▶ **Written instruction A**: Summarize the college basketball transfer text in two sentences.

-- START Page extract --

Creighton landed Baylor Scheierman over the offseason

Can Scheierman help shoot the Bluejays to the top of the Big East?

Who transferred?

The Verbal Commits transfer list includes 1,750 names, topping the 2021 list by eight. What were the most impactful of those moves?

It’s open to debate whether Kansas State transfer Nijel Pack (46) was the best in this year’s cycle, but his recruitment had the greatest influence on the portal by far. The first team all–Big 12 selection committed to Miami in mid-April, a huge get for the Hurricanes over the likes of Purdue, Ohio State and a host of other suitors. But the impact of Pack’s commitment was felt not just by the Canes, but the entirety of college basketball. A two-year, $800,000 NIL deal with Lifewallet (and Hurricanes booster John Ruiz) signed by Pack and announced simultaneously with the junior’s commitment set the market for future deals and priced out many schools in the process.

Numbers like what Pack received were tossed around in rumor mills around the sport in the days leading up to his commitment, but the very public nature of it created a real shift in player expectations and realities for coaches attempting to navigate the portal. One top mid-major coach told Sports Illustrated this offseason that after Pack’s deal, any big man they felt would improve their team would have come with a price tag upwards of $100,000.

-- END Page extract --
-- START Record set --

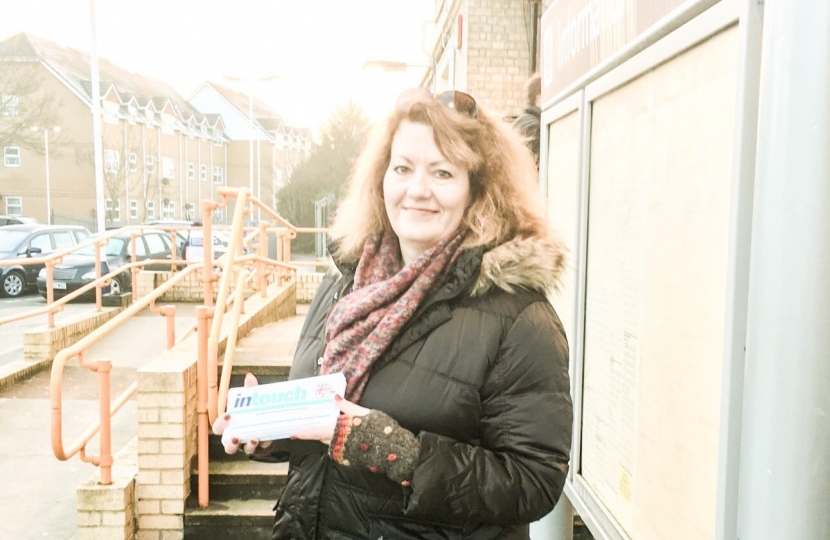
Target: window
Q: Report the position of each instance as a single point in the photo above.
(155, 243)
(169, 210)
(168, 168)
(114, 210)
(42, 242)
(9, 105)
(140, 246)
(112, 161)
(63, 239)
(11, 156)
(14, 206)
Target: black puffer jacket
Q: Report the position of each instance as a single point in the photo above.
(480, 375)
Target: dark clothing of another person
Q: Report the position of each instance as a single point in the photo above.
(480, 376)
(529, 124)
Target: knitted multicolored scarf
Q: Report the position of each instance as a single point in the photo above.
(384, 297)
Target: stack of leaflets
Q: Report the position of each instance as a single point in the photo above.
(276, 411)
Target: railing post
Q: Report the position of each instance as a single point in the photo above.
(262, 251)
(286, 252)
(175, 249)
(170, 315)
(50, 292)
(105, 460)
(207, 241)
(203, 313)
(98, 301)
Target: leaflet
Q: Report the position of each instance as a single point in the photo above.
(277, 410)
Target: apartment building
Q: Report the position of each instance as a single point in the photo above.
(162, 153)
(262, 149)
(487, 48)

-- END Record set --

▶ **Written instruction B**: In the records, rename "railing post" to "balustrade post" from the line containing "Target: dark clothing of another person" through the end of the records, and leave everything else unchanged. Give back only those lines.

▶ **Task output A**: The Verbal Commits transfer list includes 1,750 names, eight more than the 2021 list, and Kansas State transfer Nijel Pack's recruitment had by far the greatest influence on the portal. His commitment to Miami came with a two-year, $800,000 NIL deal that set the market for future deals, priced out many schools and shifted player expectations and the realities coaches face.

▶ **Task output B**:
Target: dark clothing of another person
Q: Report the position of each instance as a single point in the photo above.
(480, 376)
(529, 124)
Target: knitted multicolored scarf
Q: Report the position of each instance as a single point in the photo above.
(384, 297)
Target: stack of leaflets
Q: Report the position of each instance as a single point in the photo above.
(276, 411)
Target: balustrade post
Q: Report the position of each instance as a single point in the photo above.
(262, 251)
(286, 252)
(175, 249)
(170, 315)
(50, 292)
(105, 460)
(207, 241)
(203, 313)
(98, 301)
Target: leaflet
Q: Report the position of each instance as a single point in the photo above.
(277, 410)
Target: apartment building
Q: Report the position of each instance as a single point in the photo above.
(162, 153)
(262, 149)
(487, 48)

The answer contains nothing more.